* 本文抜粋 *
2018年6月29日、サッカー日本代表はロシアW杯でセネガルにフェアプレーポイントで競り勝ち、決勝トーナメントへと駒を進めた。しかし、ポーランド戦の終盤、0−1とビハインドながらフェアプレーポイントで予選突破を狙う戦いをしたことで、いまだに賛否両論の声が噴出している。

結果がすべて。一方ではギャンブルすぎる、時間稼ぎはフェアプレーらしくない──。確かに歯切れの悪い予選突破だったことは間違いない。だが、西野監督のギャンブル成功を見て、こう思った人は多いのではないだろうか。西野監督、持ってるな──と。

・最悪の状態からスタート

本大会を2カ月前にしてハリルホジッチ前監督が電撃解任されたことで、火中の栗を拾うような形で代表監督に就任した西野氏。もちろん、急造で戦えるほど甘くなく、チームも無得点の試合が続いた。大会直前の親善試合・パラグアイ戦でようやく得点が生まれるも、誰の目に見ても悪い状況で日本代表は本大会へ臨むことになった。

* 作業指示 *
(a) 本文のうち、「2018年6月29日、サッカ」を含む語句で始まり「は本大会へ臨むことになった。」で終わる部分を、一字一句変えずに書き写すこと。
(b) 本文に基づき、次の問いに答えること。
(i) 日本代表がフェアプレーポイントで競り勝った相手はどこか。
(ii) 決勝トーナメント進出が決まったのは何年何月何日か。
(iii) 大会直前の親善試合で、ようやく得点が生まれたのはどことの試合か。

* 表示データ *
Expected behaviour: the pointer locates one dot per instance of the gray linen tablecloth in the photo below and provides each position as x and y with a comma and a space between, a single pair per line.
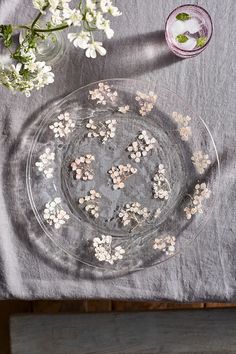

* 演習の解答 *
(a)
2018年6月29日、サッカー日本代表はロシアW杯でセネガルにフェアプレーポイントで競り勝ち、決勝トーナメントへと駒を進めた。しかし、ポーランド戦の終盤、0−1とビハインドながらフェアプレーポイントで予選突破を狙う戦いをしたことで、いまだに賛否両論の声が噴出している。

結果がすべて。一方ではギャンブルすぎる、時間稼ぎはフェアプレーらしくない──。確かに歯切れの悪い予選突破だったことは間違いない。だが、西野監督のギャンブル成功を見て、こう思った人は多いのではないだろうか。西野監督、持ってるな──と。

・最悪の状態からスタート

本大会を2カ月前にしてハリルホジッチ前監督が電撃解任されたことで、火中の栗を拾うような形で代表監督に就任した西野氏。もちろん、急造で戦えるほど甘くなく、チームも無得点の試合が続いた。大会直前の親善試合・パラグアイ戦でようやく得点が生まれるも、誰の目に見ても悪い状況で日本代表は本大会へ臨むことになった。

(b)
(i) セネガル
(ii) 2018年6月29日
(iii) パラグアイ戦